### [REQUEST]
Reproduce the data below verbatim, line for line, omitting the pictures from your output.

### [INFORMATION SUPPLIED]
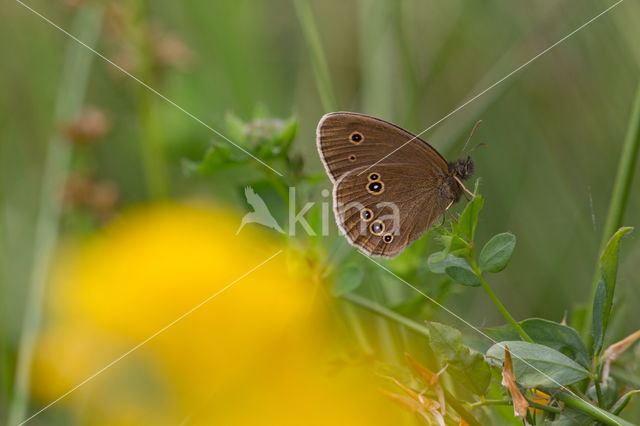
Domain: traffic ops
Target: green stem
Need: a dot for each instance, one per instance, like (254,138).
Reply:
(496,301)
(532,404)
(87,25)
(386,312)
(489,402)
(619,198)
(151,143)
(318,60)
(591,410)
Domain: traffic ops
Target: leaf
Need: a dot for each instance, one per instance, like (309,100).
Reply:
(288,133)
(520,403)
(495,255)
(463,274)
(456,267)
(560,337)
(236,130)
(606,288)
(347,279)
(539,366)
(614,351)
(623,401)
(570,417)
(465,366)
(466,226)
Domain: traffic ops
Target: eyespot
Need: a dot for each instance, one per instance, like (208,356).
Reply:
(376,227)
(356,137)
(375,187)
(366,214)
(374,176)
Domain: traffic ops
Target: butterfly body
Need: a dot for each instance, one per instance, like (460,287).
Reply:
(385,197)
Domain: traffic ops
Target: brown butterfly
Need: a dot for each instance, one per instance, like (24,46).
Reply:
(382,206)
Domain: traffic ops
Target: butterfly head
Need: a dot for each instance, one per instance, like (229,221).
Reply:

### [CORRECT OUTPUT]
Domain: traffic ops
Target: green stem
Need: a dot for each instance, one per instance, like (254,138).
Reply:
(496,301)
(532,404)
(87,25)
(386,312)
(489,402)
(619,198)
(151,143)
(318,60)
(591,410)
Domain: traffic ops
Target: leaf
Need: a dot for each instance, one per instance, like (309,100).
Reply:
(288,133)
(520,403)
(495,255)
(463,274)
(456,267)
(560,337)
(236,130)
(606,288)
(347,279)
(539,366)
(614,351)
(623,401)
(570,417)
(465,366)
(466,226)
Domain: traffic ops
Target: eyespot
Need: a dot for each instance, one per instance, like (208,356).
Reply:
(376,227)
(356,137)
(375,187)
(366,214)
(374,176)
Domain: traffic ops
Target: butterfly body
Need: a dot for each instance, one per instance, like (460,287).
Reply:
(385,197)
Domain: traffic ops
Target: brown butterfly
Need: a dot for each instance, one per instance, like (24,46).
Reply:
(382,206)
Domain: traffic ops
Target: butterfly head
Need: a dot for each instance, one per instance, like (229,221).
Reply:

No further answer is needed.